◆ **Exercise goal**
Reproduce the data below in full and to the letter, images excepted.

Start of Data excerpts

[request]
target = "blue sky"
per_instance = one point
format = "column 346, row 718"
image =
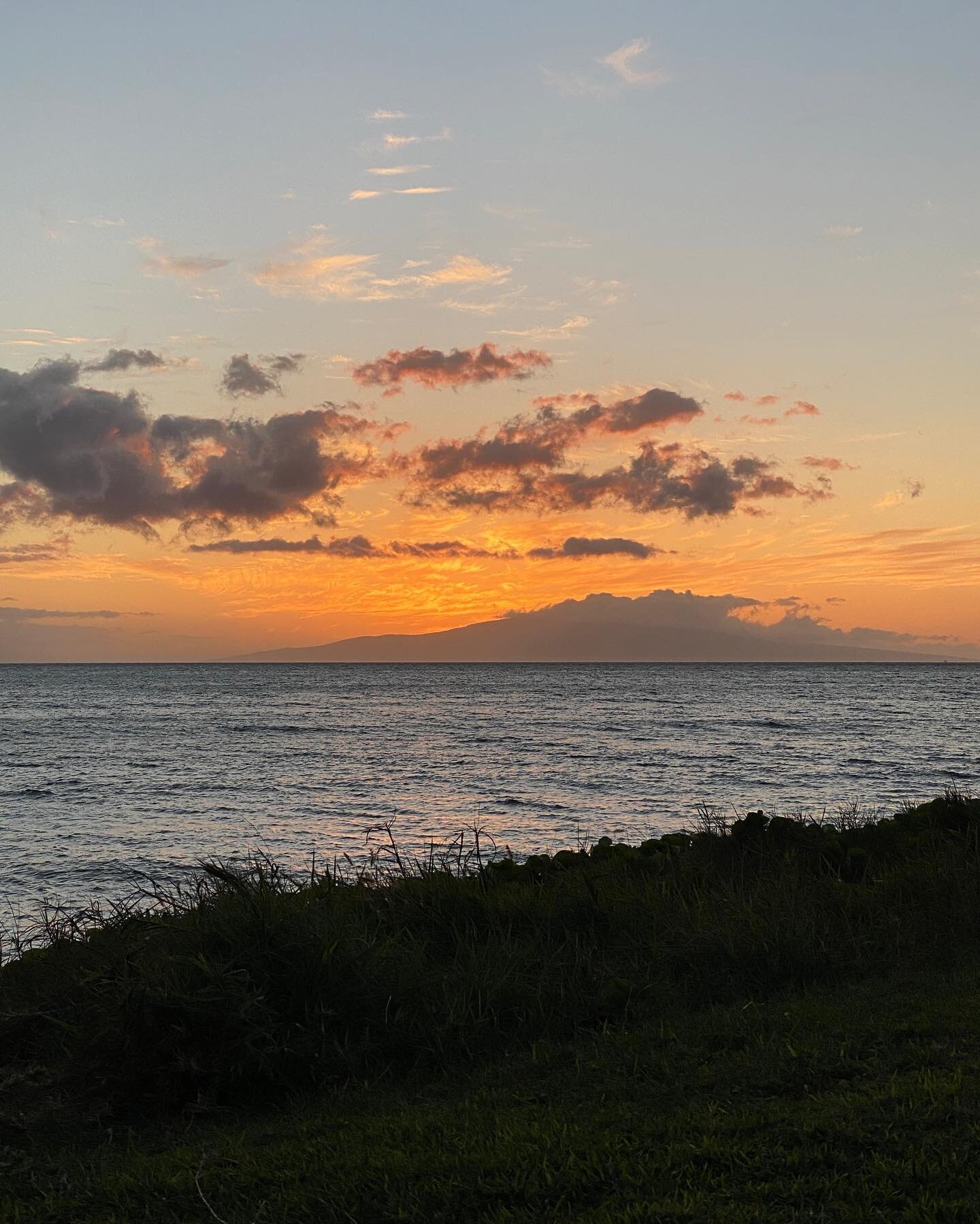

End of Data excerpts

◆ **Written response**
[request]
target = "blue sky"
per_instance = one point
format = "column 346, row 718"
image =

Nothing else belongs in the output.